>> START DATA SECTION

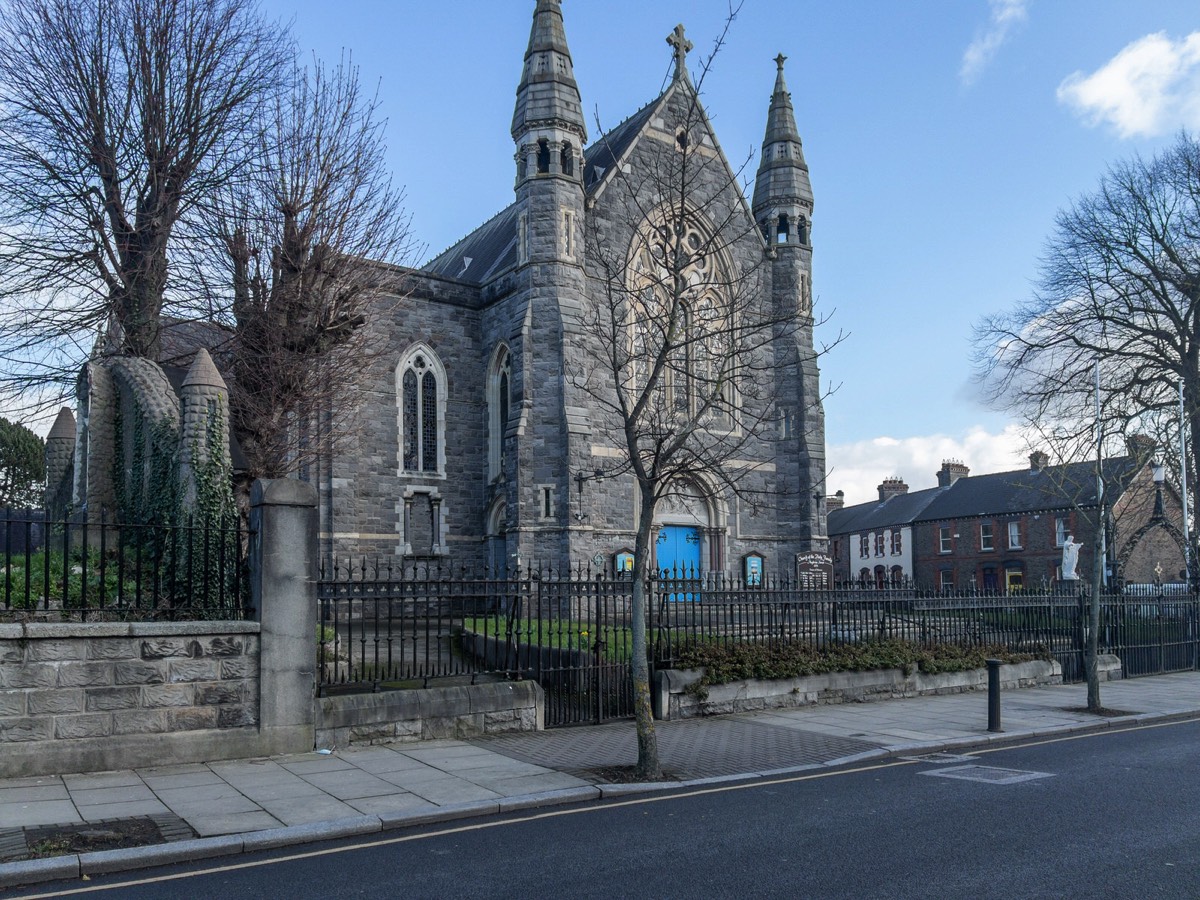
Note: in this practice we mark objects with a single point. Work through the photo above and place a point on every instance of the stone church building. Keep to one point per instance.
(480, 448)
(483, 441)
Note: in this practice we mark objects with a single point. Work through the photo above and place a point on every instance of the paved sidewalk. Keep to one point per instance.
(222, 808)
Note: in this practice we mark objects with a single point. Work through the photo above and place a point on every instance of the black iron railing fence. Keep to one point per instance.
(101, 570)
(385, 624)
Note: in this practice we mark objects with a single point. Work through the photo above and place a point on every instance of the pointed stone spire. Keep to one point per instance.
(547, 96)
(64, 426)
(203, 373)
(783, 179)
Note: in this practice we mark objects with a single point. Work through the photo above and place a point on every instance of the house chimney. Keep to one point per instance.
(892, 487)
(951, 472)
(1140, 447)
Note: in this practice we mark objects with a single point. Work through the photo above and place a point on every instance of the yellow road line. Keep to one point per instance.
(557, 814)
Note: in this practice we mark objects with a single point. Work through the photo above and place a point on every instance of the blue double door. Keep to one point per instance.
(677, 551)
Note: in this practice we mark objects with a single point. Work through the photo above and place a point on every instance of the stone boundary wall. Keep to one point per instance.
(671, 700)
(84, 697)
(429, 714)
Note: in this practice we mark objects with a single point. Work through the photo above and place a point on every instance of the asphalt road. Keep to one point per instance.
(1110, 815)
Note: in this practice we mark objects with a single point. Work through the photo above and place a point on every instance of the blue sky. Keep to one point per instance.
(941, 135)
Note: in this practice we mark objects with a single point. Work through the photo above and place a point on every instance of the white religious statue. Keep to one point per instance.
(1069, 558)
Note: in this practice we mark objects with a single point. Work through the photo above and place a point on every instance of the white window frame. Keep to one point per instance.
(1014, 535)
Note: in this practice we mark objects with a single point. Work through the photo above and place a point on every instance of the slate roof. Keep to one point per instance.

>> END DATA SECTION
>> START DATA SECTION

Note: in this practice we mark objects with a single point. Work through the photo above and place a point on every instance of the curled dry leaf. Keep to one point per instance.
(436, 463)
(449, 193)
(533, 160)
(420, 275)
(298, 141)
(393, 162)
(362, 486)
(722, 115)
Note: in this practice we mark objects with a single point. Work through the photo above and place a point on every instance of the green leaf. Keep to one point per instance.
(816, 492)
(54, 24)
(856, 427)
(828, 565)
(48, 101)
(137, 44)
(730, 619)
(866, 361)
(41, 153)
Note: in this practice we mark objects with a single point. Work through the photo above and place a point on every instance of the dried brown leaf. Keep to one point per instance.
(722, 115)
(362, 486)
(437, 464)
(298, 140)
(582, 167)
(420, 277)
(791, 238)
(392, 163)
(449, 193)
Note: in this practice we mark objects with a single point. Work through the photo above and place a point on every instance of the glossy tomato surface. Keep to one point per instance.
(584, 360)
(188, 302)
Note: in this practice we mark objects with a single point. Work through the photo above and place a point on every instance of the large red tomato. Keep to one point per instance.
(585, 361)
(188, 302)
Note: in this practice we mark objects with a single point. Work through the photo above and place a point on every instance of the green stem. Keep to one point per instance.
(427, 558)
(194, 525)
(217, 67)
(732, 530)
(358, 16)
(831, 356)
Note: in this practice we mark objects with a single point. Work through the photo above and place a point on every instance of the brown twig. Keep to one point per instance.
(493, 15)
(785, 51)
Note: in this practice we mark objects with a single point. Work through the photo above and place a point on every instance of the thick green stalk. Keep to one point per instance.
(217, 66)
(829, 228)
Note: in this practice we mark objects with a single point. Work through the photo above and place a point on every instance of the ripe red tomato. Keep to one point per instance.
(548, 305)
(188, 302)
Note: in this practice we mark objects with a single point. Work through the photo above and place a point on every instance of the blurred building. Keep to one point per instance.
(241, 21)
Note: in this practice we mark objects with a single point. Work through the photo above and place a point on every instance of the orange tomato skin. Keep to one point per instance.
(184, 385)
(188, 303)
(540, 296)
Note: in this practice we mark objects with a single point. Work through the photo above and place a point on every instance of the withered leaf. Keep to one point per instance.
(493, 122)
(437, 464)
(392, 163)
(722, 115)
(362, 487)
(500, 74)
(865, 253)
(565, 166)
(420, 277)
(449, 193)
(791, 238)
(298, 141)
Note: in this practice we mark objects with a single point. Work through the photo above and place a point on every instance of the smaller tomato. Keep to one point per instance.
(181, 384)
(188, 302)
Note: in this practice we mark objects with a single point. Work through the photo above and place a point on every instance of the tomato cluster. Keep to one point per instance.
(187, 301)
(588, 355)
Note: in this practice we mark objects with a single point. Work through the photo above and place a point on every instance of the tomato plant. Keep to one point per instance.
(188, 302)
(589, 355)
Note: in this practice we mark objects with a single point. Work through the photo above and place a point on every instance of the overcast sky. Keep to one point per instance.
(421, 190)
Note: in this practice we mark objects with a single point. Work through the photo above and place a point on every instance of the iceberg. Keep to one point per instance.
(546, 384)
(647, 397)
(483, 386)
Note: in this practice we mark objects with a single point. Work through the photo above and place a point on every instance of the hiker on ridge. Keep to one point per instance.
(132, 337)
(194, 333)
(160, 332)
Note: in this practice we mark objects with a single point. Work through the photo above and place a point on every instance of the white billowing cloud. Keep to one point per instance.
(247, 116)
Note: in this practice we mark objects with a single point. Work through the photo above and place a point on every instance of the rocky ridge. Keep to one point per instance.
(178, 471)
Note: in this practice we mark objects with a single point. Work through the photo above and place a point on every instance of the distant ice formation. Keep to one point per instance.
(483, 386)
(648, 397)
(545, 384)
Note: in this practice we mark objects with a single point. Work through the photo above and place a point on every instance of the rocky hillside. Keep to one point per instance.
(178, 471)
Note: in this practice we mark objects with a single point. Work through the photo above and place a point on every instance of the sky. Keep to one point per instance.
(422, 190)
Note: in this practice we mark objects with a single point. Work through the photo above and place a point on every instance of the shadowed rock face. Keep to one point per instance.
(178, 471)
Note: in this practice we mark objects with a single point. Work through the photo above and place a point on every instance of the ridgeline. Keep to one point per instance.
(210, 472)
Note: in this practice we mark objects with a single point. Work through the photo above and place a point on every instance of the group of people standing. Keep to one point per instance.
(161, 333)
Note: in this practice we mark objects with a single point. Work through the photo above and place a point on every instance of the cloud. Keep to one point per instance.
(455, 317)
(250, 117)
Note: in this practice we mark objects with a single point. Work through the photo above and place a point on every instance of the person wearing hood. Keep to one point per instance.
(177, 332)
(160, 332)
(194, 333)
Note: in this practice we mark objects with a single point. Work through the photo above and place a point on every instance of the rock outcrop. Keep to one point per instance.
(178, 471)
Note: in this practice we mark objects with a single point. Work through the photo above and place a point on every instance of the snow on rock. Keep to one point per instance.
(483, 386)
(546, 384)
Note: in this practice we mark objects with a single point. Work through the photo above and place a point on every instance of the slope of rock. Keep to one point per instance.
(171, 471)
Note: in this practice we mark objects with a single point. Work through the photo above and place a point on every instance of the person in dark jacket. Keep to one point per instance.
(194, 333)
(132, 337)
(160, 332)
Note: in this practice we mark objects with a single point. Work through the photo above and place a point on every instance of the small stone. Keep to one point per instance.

>> END DATA SECTION

◆ REQUIRED WORK:
Put everything in the entries above, from the line containing "chimney. Keep to one point per instance." down to the line containing "(1140, 447)", into a numbered list, leaving out any blank lines.

◆ TASK ANSWER:
1. Note: in this practice we mark objects with a single point. Work through the photo above and place a point on every instance of the house chimney. Keep to one point per instance.
2. (892, 487)
3. (951, 472)
4. (1140, 447)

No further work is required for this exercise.